• _Written instruction 1_: In the passage on cargo cults and the Catholic Church, until when did cargo cults remain strong?
• _Written instruction 2_: Please write the next part of the passage on cargo cults and the Catholic Church, starting after its final sentence.

• _Source excerpt_:

- - - - - - -

Thus, the cargo cults were born.
When the soldiers left, the tribes assigned priests who talked to spirits on the radio which would generally consist of a few pieces of wire. They cleared out or kept clear airplane landing fields. And they wore uniforms and conducted drills. These religions were derisively labeled "cargo cults." These remained strong through the mid 1970s. Members retained their beliefs and practices even when confronted with more features of modern civilization and explanations of what US soldiers had been actually doing. Cargo cults still exist in limited numbers today, seventy years after World War II.
The second religion is Roman Catholicism. The Church has been and remains a fascinating set of contradictions. On the one hand, it is hard to reconcile the gilded architecture and massive hierarchy with the ascetic messages preached by Jesus. The Church has a history of encouraging violence from the Crusades to the Inquisition. When the Church has not encouraged war and killing for its own ends, it has been silent when speaking up could save lives. The Church has also actively persecuted individuals such as Galileo who disagreed with the Church. On the other hand, the Church helped preserved learning that would otherwise be lost. The Church was a bastion of knowledge against the tides of ignorance (tides possibly encouraged by aspects of the Church. but still) The Church has provided shelter and relief to the poor for centuries. In the last fifty years, the Church has strived to modernize and reconcile its beliefs with science while many other religions have gone out of their way to attack science.

- - - - - - -

• _Stored records_:
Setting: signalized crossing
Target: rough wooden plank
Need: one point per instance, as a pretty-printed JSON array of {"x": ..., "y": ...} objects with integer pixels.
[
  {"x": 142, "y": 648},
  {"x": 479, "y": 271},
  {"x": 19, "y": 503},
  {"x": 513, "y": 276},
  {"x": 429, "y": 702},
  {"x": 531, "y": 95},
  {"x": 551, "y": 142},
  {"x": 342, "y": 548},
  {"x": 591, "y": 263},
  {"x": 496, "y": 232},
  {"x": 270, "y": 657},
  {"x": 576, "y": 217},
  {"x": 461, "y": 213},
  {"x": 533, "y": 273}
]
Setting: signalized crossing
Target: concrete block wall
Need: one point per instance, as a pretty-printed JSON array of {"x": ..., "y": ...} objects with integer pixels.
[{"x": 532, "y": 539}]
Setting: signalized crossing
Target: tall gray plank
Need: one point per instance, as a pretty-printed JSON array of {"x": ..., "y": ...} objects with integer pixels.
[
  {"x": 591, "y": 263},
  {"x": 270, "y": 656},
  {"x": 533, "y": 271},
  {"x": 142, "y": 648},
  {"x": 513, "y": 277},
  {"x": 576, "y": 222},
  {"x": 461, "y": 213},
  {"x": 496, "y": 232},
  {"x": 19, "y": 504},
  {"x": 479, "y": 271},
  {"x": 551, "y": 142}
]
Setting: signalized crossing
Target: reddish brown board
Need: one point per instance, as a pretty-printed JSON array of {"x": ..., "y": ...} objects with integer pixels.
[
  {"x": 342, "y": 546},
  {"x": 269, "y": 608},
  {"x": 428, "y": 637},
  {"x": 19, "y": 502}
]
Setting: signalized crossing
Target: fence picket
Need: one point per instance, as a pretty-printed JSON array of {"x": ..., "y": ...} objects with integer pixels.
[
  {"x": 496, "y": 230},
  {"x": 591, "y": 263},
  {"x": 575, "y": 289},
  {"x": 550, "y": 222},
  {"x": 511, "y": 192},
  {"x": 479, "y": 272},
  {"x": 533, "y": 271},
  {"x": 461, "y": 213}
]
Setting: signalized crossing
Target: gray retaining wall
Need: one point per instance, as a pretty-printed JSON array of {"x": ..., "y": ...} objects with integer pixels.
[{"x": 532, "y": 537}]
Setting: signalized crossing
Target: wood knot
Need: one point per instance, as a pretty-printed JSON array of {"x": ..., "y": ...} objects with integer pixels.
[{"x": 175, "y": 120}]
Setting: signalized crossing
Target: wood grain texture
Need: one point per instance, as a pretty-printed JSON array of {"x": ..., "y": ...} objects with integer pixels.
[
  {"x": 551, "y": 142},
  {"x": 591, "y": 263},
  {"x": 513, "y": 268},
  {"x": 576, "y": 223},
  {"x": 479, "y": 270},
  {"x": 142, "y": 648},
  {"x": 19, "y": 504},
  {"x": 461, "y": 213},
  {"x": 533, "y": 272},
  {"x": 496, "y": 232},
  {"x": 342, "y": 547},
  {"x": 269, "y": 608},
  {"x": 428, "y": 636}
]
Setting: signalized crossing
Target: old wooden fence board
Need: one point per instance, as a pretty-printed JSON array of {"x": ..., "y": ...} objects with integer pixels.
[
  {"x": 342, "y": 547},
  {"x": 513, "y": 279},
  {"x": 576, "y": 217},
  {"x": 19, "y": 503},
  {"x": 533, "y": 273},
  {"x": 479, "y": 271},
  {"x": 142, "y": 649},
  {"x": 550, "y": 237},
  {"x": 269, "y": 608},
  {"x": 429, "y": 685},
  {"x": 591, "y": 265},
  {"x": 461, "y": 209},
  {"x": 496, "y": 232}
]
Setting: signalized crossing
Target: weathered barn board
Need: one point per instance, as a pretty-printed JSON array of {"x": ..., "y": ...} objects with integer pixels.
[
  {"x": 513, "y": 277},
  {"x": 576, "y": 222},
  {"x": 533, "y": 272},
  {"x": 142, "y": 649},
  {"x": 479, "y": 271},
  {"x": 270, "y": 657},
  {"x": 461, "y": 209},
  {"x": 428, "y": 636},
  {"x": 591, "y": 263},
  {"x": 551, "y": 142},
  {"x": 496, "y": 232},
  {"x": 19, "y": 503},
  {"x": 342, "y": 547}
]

- - - - - - -

• _Exercise response 1_: Through the mid 1970s.

• _Exercise response 2_:
The Roman Catholic Church is the Church of Torquemada But it is also the Church of George Coyne and J. R. R. Tolkien. Whether the Church survives this next century and whether it embraces modernity or not will be some of the major questions impacting this century.
The third is the Bahai. The Bahai are the youngest of the major Abrahamic religions. They have consistently embraced reason over dogma and thus far have a history of being the least persecutory of the Abrahamic religions (although how much this is due to their still small numbers remains to be seen). If I had to name a single religion that I might be comfortable with drastically increasing in size over the next few centuries, I would likely name the Bahai.
Edit: It was pointed out to me by multiple people that I neglected to tag this meme for anyone. So I'll tag Kurt because he hasn't blogged much since he got married, Apikores because I'm just curious what he has to say, and Kat because she commented on this post already so hey, why not? And I suppose anyone else who has enough free time who reads this blog regularly and has a blog can consider themselves tagged.